• Instructions:
1) Answer these questions about the letter, each on its own line:
(a) What food did the writer and the first boyfriend both like best?
(b) About how long did the writer stay with the second boyfriend?
(c) What happened to the writer's left ear when the second boyfriend slapped her?
2) From the letter, list every religious activity that the first boyfriend did or asked the writer to join.
3) Rewrite the part of the letter that begins at the words "After I broke" and stops after "should I do?", changing "first guy" to "first boyfriend".

• Excerpted text:
● ● ● ●
I LEFT MY BOYFRIEND BECAUSE HE WAS TOO SPIRITUAL, NOW I WANT HIM BACK

I met this man in a new area I had just moved in. He and I met at a popular waakye joint in the area and he casually started a conversation with me. He told me he had stayed in that area all his life and he knew everyone there. So he just knew I was new. I told him I had just moved there recently. Apparently, Waakye was his favourite food as was mine. We met there often and we became friends through that. I realized that he was really known in the area and most people called him ‘oso’ or pastor. He even started inviting me to church and I joined him sometimes. At a point, it was obvious that he was interested in me. I don’t know what I felt for him at that time, but I knew he was a good guy and so I accepted him.

 

But the guy was too spiritual for me. He will call me at dawn to go the the park and pray, then ask me to join him in Bible studies. On Saturdays, he will go for evangelism and persuade me to join him. This was his life. He was a teacher for the Sunday school part of his church and I felt like I didn’t fit in his life. I tried hard for the relationship to work. But I am not the chrife type and I didn’t feel like I was myself. It felt more like I was playing a part that wasn’t me. So after a year, I broke up with him. He begged me several times to try to make the relationship work, but I had made up my mind. After some time, I met another guy and I was cool with him. Hmmm this guy was my type and he was the direct opposite of the Chrife one. Unfortunately he is also the violent type. He will beat me after every misunderstanding. But he will later apologize to me and buy me things to make me feel better. I hoped that he will change. So I stayed with him for close to three years. He wasn’t beating me everyday. But it happened once a while and I saw that he was making an effort to change so I stayed. But I finally had to leave him when he slapped me so hard that my left ear got blocked. I couldn’t hear in that ear and I had to take it to a hospital before I could hear. He begged me many times even to the point of crying that it will never happen again. All this while, I had left the area my ex (the Chrife guy) was in because I didn’t want to run into him.

 

After I broke up with the abusive guy, I went looking for the first guy because I realised he was the best I have had. He really cared deeply for me and he thought of me with every plan he made. The abusive one was not like that. I was shocked to learn that my serious ex was going to get married. Now I feel like a fool. I feel like I should go and beg him to marry me instead because it took an abusive person for me to see that I actually love him and I want to change and know about God more. But I also don’t want to destroy another woman’s happiness. I know the woman he is going to marry will be very lucky to have him as her husband. What should I do?
● ● ● ●
• Data segment:
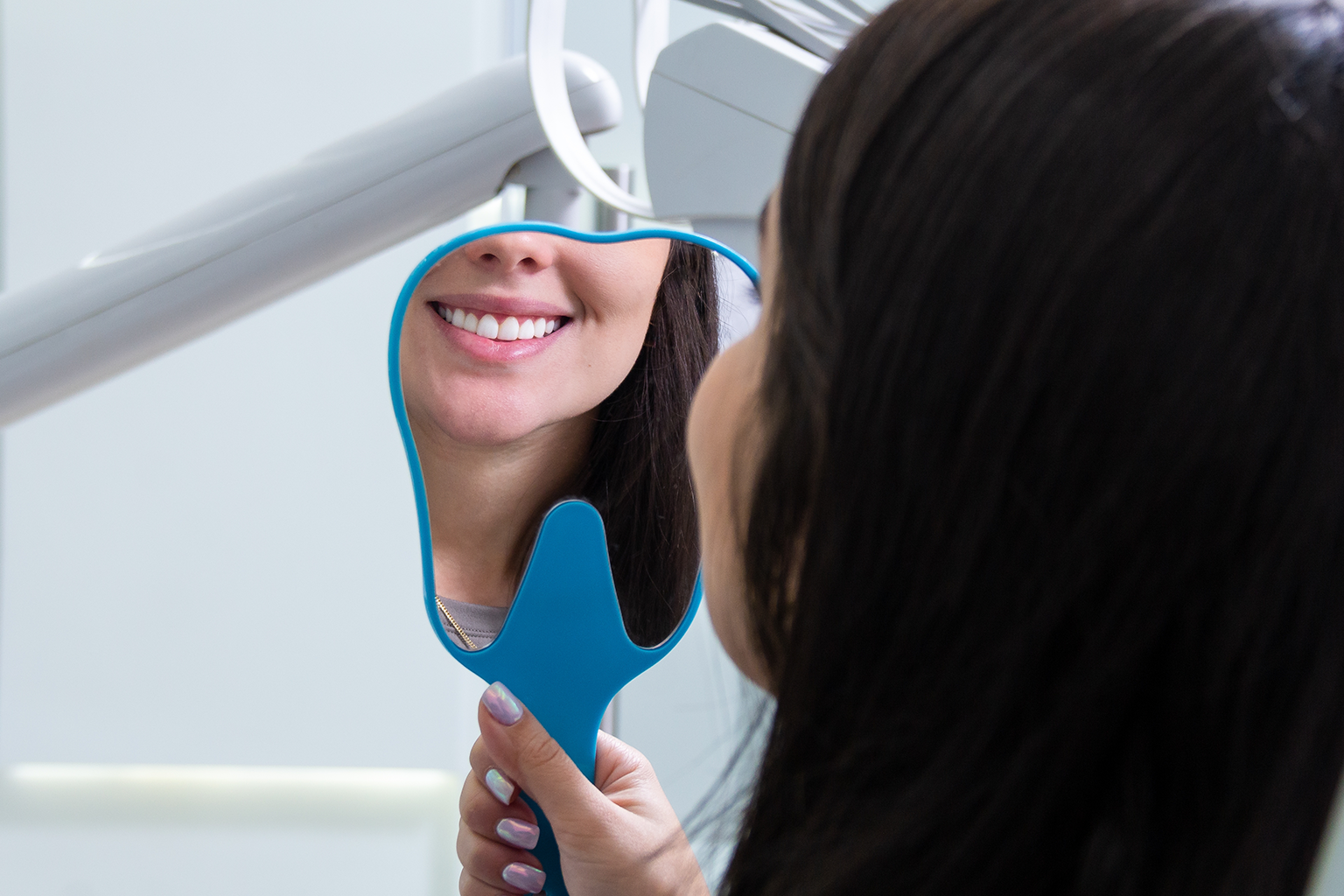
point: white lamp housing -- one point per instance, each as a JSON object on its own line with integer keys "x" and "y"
{"x": 127, "y": 304}
{"x": 722, "y": 108}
● ● ● ●
• Responses for each task:
1)
(a) Waakye.
(b) Close to three years.
(c) It got blocked, and she couldn't hear in it until she went to a hospital.

2)
- Going to church
- Praying at the park at dawn
- Bible studies
- Evangelism on Saturdays
- Teaching Sunday school

3)
After I broke up with the abusive guy, I went looking for the first boyfriend because I realised he was the best I have had. He really cared deeply for me and he thought of me with every plan he made. The abusive one was not like that. I was shocked to learn that my serious ex was going to get married. Now I feel like a fool. I feel like I should go and beg him to marry me instead because it took an abusive person for me to see that I actually love him and I want to change and know about God more. But I also don’t want to destroy another woman’s happiness. I know the woman he is going to marry will be very lucky to have him as her husband. What should I do?